**Written instruction:**
Return every line of the records below that contains the word "symbol".

**Data rows:**
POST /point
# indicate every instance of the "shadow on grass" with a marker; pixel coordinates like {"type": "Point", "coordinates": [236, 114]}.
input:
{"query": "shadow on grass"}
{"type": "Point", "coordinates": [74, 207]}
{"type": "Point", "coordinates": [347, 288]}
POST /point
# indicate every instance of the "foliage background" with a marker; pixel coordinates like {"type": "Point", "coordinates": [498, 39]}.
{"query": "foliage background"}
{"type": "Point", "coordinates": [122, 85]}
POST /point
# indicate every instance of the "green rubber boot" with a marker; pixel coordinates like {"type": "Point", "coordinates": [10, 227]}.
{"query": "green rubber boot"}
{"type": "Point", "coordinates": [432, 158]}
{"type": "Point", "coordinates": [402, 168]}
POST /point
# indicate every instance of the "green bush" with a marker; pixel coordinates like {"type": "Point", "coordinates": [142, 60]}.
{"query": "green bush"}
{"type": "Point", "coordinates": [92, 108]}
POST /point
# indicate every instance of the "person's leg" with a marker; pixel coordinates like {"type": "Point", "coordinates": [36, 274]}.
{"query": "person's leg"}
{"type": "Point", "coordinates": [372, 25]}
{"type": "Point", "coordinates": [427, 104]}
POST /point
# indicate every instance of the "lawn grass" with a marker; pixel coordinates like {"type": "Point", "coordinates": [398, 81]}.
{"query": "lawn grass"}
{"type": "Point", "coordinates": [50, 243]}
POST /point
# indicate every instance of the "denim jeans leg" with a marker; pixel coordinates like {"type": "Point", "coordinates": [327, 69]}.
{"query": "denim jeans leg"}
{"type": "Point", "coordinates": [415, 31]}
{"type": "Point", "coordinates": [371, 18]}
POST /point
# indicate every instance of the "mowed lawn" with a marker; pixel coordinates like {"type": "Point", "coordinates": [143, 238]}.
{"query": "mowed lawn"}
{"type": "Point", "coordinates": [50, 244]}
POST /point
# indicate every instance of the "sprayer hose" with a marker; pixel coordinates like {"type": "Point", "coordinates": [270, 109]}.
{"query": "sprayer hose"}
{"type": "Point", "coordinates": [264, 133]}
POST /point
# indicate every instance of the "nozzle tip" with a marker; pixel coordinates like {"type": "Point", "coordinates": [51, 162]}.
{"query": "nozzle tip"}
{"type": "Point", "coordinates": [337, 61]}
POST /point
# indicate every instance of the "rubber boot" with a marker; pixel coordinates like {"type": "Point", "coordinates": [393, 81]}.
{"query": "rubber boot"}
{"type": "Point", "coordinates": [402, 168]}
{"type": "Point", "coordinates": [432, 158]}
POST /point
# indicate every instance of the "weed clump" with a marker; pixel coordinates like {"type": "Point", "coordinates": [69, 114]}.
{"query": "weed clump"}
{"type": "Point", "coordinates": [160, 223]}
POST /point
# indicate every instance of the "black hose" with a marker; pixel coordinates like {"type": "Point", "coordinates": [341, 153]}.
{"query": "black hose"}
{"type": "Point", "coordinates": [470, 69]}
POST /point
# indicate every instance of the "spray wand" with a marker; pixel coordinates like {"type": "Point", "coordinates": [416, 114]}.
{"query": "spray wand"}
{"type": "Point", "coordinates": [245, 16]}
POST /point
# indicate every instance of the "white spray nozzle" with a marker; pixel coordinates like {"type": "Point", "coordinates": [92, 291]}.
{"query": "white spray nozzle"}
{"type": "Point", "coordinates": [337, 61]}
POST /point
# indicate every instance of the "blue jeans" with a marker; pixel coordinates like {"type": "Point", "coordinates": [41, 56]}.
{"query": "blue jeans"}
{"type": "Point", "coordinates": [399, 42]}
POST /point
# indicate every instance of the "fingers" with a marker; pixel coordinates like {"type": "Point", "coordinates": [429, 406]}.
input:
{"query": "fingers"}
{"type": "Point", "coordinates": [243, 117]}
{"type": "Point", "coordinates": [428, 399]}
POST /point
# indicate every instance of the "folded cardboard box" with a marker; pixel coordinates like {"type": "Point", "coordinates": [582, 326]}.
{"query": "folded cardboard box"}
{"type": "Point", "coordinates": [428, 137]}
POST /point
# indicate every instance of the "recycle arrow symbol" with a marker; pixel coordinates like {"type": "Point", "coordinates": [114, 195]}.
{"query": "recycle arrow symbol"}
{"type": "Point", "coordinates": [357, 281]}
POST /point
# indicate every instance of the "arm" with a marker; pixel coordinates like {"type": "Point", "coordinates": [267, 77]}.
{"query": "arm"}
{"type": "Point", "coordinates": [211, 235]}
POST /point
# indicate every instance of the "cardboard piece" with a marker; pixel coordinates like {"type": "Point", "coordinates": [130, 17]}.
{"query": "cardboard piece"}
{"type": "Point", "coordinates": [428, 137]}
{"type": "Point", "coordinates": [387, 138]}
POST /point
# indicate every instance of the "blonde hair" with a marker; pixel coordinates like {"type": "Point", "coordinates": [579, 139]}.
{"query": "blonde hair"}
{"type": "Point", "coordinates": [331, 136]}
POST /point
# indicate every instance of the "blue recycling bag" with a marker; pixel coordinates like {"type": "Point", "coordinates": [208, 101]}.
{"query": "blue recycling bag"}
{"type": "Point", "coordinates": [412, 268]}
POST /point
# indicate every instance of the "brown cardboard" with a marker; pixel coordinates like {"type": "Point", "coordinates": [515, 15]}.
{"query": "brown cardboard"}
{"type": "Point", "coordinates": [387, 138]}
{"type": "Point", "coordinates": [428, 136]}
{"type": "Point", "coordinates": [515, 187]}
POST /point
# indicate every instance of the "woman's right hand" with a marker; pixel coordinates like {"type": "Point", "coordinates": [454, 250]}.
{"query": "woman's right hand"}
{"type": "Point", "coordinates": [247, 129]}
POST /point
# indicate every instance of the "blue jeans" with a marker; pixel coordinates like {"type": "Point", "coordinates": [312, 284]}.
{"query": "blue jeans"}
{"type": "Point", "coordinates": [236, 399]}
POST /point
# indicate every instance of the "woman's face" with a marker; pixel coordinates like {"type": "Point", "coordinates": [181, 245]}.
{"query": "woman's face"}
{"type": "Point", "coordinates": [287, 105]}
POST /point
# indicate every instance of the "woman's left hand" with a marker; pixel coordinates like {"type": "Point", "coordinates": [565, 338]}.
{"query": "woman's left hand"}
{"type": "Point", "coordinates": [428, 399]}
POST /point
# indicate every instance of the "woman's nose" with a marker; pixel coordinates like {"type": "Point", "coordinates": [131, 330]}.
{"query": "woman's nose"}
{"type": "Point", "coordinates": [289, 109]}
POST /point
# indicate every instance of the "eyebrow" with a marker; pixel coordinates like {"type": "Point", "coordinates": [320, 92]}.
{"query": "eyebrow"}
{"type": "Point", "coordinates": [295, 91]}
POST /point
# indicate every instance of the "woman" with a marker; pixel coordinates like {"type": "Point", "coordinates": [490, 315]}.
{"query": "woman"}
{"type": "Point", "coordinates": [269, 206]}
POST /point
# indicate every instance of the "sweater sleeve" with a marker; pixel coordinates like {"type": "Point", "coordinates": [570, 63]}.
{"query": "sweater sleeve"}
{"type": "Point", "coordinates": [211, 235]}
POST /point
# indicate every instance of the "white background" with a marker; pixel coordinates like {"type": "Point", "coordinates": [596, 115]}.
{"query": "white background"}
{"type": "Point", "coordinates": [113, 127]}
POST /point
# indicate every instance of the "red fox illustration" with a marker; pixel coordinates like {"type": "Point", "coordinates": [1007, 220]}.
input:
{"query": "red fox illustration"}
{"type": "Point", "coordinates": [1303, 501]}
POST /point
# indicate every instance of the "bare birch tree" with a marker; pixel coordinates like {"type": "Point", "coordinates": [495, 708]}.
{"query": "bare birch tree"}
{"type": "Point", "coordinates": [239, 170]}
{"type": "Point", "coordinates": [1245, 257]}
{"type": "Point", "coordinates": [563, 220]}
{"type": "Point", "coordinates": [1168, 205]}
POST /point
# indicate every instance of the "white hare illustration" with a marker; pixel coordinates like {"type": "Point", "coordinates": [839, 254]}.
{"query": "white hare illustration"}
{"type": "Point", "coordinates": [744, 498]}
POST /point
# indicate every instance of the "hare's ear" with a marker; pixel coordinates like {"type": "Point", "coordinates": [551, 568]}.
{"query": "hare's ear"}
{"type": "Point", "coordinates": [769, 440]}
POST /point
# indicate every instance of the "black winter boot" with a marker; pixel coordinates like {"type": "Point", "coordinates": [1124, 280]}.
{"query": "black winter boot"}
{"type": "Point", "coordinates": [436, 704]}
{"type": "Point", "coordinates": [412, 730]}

**Exercise response:**
# indicate every instance of the "recycle arrow symbol" with a marker; pixel coordinates like {"type": "Point", "coordinates": [114, 195]}.
{"query": "recycle arrow symbol"}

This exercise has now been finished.